Exercise aim - Line by line, restate the material word for word, omitting any image.

Records for processing -
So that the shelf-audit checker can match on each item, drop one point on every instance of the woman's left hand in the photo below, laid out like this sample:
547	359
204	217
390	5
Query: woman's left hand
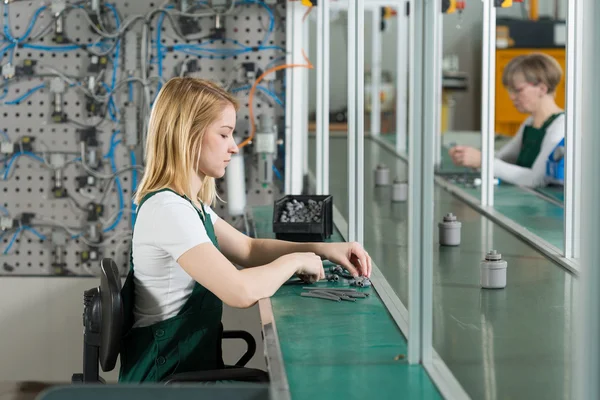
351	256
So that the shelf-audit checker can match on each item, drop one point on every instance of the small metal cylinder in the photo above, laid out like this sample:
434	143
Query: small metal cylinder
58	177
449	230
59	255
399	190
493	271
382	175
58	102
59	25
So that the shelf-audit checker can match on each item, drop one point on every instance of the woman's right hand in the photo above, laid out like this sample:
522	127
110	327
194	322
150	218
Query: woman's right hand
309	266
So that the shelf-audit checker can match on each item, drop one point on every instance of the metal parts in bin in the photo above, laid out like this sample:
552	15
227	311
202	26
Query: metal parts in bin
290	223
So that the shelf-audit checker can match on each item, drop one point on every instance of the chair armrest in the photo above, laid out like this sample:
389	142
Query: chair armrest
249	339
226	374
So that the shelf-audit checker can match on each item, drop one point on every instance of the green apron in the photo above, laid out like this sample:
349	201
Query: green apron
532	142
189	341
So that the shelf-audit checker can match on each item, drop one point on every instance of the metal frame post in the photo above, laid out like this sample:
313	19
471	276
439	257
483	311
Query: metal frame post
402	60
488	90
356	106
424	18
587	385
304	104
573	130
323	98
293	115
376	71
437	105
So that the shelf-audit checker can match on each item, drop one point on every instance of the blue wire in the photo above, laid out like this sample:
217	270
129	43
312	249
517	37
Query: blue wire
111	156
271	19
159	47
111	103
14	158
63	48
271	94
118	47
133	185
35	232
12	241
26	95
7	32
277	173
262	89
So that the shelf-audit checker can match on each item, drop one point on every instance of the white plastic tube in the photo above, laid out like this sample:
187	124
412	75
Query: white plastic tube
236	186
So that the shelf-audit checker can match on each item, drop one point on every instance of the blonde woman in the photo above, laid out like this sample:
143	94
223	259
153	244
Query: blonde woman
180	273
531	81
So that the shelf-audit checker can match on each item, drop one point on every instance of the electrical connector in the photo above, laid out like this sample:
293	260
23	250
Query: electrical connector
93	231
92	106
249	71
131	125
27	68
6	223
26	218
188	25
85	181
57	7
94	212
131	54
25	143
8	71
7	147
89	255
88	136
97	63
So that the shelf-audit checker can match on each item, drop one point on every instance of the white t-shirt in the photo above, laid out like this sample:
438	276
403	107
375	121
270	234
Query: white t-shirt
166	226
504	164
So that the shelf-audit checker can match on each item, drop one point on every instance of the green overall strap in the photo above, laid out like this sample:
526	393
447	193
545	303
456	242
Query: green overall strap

Task output -
So that the shelf-audit checker can match on each item, drop one point on every instance of the woman's left hand in the photo below, laid out like this sample:
547	359
204	217
390	5
Query: woman's left hand
351	256
So that the shelf-audit checker can match on each item, drop one point on every instance of the small metal cylinder in the photo above, laid out like this sample:
434	143
Query: small metal cylinder
58	177
449	230
59	255
399	190
493	271
382	175
58	102
59	25
So that the shelf-audit checker can match on each item, drop one point on every instance of the woman's right hand in the photo above, laid out like this sample:
522	127
110	327
194	322
150	218
Query: woman's right hand
309	266
So that the shelf-audit checker can match on each item, drop one point on every instance of the metal parts in bin in the photo above, laid out like this sample:
552	15
227	311
202	26
Query: metal parts in bin
290	223
So that the shelf-audit checker can match on each item, drop one point on every instance of the chair armrest in the photo above, laid out like this sample:
389	142
Query: chair armrest
249	339
226	374
So that the shelf-audit checker can match on each item, drop one point on every instance of the green apron in the photo above, laid out like this sample:
349	201
Query: green apron
532	142
189	341
So that the shelf-audit checker can match on each item, drop one point on every instance of the metal frame post in the photo above, laid out like this sample:
313	19
471	276
439	257
483	311
Query: metal frame post
402	60
488	90
356	106
424	18
587	385
304	104
573	130
323	98
293	115
376	71
437	105
So that the shelf-audit checker can match on each item, drop one point on every instance of the blue wire in the photo above, laid out like this sample:
217	270
129	43
312	249
517	37
Query: blue wire
111	156
271	19
159	47
111	103
14	158
63	48
271	94
118	47
133	185
35	232
12	241
26	95
7	32
277	173
262	89
So that the shelf-audit checker can match on each item, drop one point on every instance of the white plastic tube in the photo above, laid out like this sample:
187	124
412	75
Query: white plastic tube
236	186
So that the shelf-audit checker can match on each item, drop one point on every instance of the blonde woman in the photo above, laid out like this sample:
143	94
223	259
153	244
Query: blonde woman
180	273
531	81
So that the shelf-audit checker can match on each item, drop one point on every instance of the electrical connector in the photo above, laid out like this sample:
293	260
23	250
Query: electrical connector
93	231
92	106
249	71
131	125
27	68
6	223
26	218
188	25
85	181
57	7
94	212
131	54
25	143
8	71
7	147
89	255
88	136
97	63
So that the shelf-audit checker can match on each item, drop one point on every instance of the white t-shirt in the photo above, laid out like this sample:
438	276
403	107
375	121
270	234
Query: white t-shirt
166	226
504	164
So that the shelf-audit checker can match on each item, drop one point on every instance of the green overall strap in the photo above, laid out like this sample:
526	393
447	193
545	303
456	242
Query: green overall strap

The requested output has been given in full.